▸ EXERCISE BRIEF: Write each of the records out again exactly.

*** Opening of EXTRACTED RECORDS ***

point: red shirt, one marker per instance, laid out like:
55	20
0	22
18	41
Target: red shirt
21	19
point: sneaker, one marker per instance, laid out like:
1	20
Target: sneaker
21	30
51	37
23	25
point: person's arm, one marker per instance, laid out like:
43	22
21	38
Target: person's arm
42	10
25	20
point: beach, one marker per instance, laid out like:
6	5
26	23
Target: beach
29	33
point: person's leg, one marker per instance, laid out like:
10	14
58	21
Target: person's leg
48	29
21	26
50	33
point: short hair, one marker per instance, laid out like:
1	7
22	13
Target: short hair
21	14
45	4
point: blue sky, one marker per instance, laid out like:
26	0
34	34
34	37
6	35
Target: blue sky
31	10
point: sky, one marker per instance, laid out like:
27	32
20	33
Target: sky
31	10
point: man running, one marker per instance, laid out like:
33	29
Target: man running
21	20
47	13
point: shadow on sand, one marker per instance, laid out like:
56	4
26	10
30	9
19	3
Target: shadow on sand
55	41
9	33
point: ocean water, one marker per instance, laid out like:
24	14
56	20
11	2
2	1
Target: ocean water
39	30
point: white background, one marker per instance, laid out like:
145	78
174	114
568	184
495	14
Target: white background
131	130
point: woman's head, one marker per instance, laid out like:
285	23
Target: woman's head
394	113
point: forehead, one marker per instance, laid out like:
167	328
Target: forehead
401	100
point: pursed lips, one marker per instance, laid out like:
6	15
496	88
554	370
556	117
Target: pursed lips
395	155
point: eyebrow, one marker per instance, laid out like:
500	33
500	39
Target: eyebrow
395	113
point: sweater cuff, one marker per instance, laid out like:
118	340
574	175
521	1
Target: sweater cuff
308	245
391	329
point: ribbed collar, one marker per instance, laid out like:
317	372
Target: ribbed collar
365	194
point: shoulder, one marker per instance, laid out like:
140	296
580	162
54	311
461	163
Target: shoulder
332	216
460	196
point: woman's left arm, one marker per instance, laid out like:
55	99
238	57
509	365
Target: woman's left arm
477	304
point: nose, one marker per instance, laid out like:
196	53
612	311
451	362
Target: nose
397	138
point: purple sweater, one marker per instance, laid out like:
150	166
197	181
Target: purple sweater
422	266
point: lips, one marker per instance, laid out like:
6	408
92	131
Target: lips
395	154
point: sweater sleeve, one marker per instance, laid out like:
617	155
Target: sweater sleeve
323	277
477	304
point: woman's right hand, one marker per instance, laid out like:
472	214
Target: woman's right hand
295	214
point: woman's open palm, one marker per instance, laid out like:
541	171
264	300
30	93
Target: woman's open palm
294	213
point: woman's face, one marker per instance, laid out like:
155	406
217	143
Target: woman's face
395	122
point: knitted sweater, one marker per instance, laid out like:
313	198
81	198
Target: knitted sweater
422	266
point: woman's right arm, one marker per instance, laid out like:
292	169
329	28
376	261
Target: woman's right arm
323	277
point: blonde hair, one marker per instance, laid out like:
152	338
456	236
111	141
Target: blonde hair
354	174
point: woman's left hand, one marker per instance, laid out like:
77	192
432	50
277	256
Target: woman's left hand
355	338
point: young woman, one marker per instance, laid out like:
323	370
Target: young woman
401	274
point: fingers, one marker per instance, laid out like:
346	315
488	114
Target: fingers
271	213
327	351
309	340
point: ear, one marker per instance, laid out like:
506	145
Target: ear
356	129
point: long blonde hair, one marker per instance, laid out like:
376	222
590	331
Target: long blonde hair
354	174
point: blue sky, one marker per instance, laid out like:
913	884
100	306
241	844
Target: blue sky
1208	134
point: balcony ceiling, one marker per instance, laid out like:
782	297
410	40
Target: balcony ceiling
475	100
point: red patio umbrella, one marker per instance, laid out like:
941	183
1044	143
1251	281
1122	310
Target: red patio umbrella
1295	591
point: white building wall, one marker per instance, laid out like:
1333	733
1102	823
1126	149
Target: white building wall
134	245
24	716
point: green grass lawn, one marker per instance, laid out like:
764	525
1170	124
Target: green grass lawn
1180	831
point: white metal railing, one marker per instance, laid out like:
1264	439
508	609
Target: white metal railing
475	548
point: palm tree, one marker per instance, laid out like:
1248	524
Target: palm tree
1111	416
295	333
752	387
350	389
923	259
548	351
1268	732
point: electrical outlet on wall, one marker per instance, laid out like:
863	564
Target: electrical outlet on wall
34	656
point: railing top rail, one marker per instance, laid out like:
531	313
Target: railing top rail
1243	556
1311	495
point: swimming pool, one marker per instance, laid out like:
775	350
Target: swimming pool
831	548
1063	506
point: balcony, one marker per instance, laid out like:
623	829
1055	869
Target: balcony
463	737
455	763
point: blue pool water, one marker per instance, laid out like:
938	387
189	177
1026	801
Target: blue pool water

*** Close of EXTRACTED RECORDS ***

▸ WORKED SOLUTION:
point: red shirt, one marker per instance, laid out like:
55	20
0	22
18	41
Target: red shirt
21	19
point: sneaker, one marker per instance, laid out like:
1	20
Target: sneaker
21	30
51	37
23	25
point: person's arm, one marker per instance, laid out like:
43	22
21	38
Target: person's arm
42	10
25	20
point: beach, one marker per instance, laid out like:
6	5
26	23
Target: beach
29	33
point: person's leg, one marker per instance, laid out like:
10	14
58	21
Target: person's leg
48	29
21	26
50	33
point: short hair, one marker per instance, laid out like:
1	7
22	13
Target: short hair
21	14
45	4
point: blue sky, one marker per instance, laid out like:
26	0
34	34
34	37
6	35
Target: blue sky
31	10
point: sky, one marker per instance, laid out like:
27	32
20	33
Target: sky
31	10
point: man running, one marker per instance, laid out like:
33	29
Target: man running
21	20
47	13
point: shadow on sand, one marker per instance, laid out like:
56	4
26	10
30	9
19	3
Target: shadow on sand
55	41
9	33
point: ocean water, one marker per instance, laid out like:
24	14
56	20
11	2
2	1
Target: ocean water
39	30
point: white background, one marker per instance, laid out like:
145	78
174	114
568	184
495	14
Target: white background
131	130
point: woman's head, one marker per instance, laid out like:
285	23
Target: woman's head
394	113
point: forehead, one marker per instance, laid out like:
167	328
Target: forehead
401	100
point: pursed lips, one marker per instance, laid out like:
6	15
496	88
554	370
556	117
Target: pursed lips
395	155
point: eyebrow, one marker per instance, laid out like:
500	33
500	39
Target: eyebrow
395	113
point: sweater cuff, one marker per instance, laid out like:
118	340
574	175
521	1
Target: sweater cuff
308	245
391	329
point: ribbed collar, one marker per instance, laid out like:
317	372
Target: ribbed collar
365	194
point: shoulder, one marker per instance, laid out like:
140	296
580	162
54	311
461	163
Target: shoulder
332	216
460	196
point: woman's left arm, one marker per instance, laid out like:
55	99
238	57
509	365
Target: woman's left arm
477	304
point: nose, one marker per instance, laid out like:
196	53
612	311
451	362
Target: nose
397	138
point: purple sweater, one marker per instance, laid out like:
150	166
197	181
Target: purple sweater
422	266
point: lips, one marker per instance, laid out like:
6	408
92	131
Target: lips
395	154
point: sweater sleeve, one marker per instance, laid out like:
617	155
Target: sweater sleeve
323	277
477	304
point: woman's right hand, one marker per instance, laid out like:
472	214
Target: woman's right hand
295	214
point: woman's open palm, one marker per instance, laid out like:
541	171
264	300
30	93
Target: woman's open palm
294	213
point: woman's face, one marker per instance, laid out like:
155	406
217	143
Target: woman's face
395	122
point: knitted sweater, one marker per instance, laid out like:
313	198
81	198
Target: knitted sweater
422	266
point: woman's right arm, one marker per instance, laid out like:
292	169
329	28
376	261
Target: woman's right arm
323	277
point: blonde hair, one marker per instance, laid out like:
152	338
456	236
111	141
Target: blonde hair
354	174
point: woman's left hand, one marker per instance, laid out like:
77	192
432	50
277	256
Target: woman's left hand
355	338
point: young woman, one marker per instance, laid out like:
323	370
Target: young woman
401	274
point: fingers, one marker per instance, laid out like:
346	315
488	114
Target: fingers
271	213
327	351
309	340
point: ear, one marker per instance, laid out like:
506	145
Target: ear
356	129
point: long blonde hair, one marker per instance, laid out like:
376	222
590	331
Target: long blonde hair
354	174
point: blue sky, one marker per instance, laid out like:
913	884
100	306
241	844
Target: blue sky
1208	134
point: balcony ceiling, one marker per instance, laid out like:
782	297
410	40
Target: balcony ceiling
475	100
point: red patio umbrella, one marker per instance, laid out like:
941	183
1044	143
1251	281
1122	310
Target: red patio umbrella
1295	591
point: white building wall, one marker per instance, laid out like:
1333	733
1102	823
1126	149
Target: white building wall
134	245
24	716
point: green grass lawn, one marker per instance, laid out like:
764	525
1170	124
Target: green grass lawn
1180	831
point: white metal railing, one marker per instance, laid out like:
1264	439
508	609
Target: white metal railing
475	548
point: palm tree, one marker per instance, laid out like:
1248	524
Target: palm tree
1111	416
295	333
752	387
350	389
923	259
548	351
1268	732
point: electrical outlet on wall, one marker per instance, laid out like:
863	564
Target: electrical outlet on wall
34	656
point: railing top rail, one marker per instance, laid out like:
531	313
Target: railing top rail
1243	556
1311	495
point: swimming pool, one marker per instance, laid out like:
775	350
Target: swimming pool
831	548
1063	506
point: balcony, one marker per instance, laid out like:
623	829
1055	869
Target: balcony
463	737
455	763
point: blue pool water, one marker per instance, laid out like:
938	387
189	177
1026	801
Target: blue pool water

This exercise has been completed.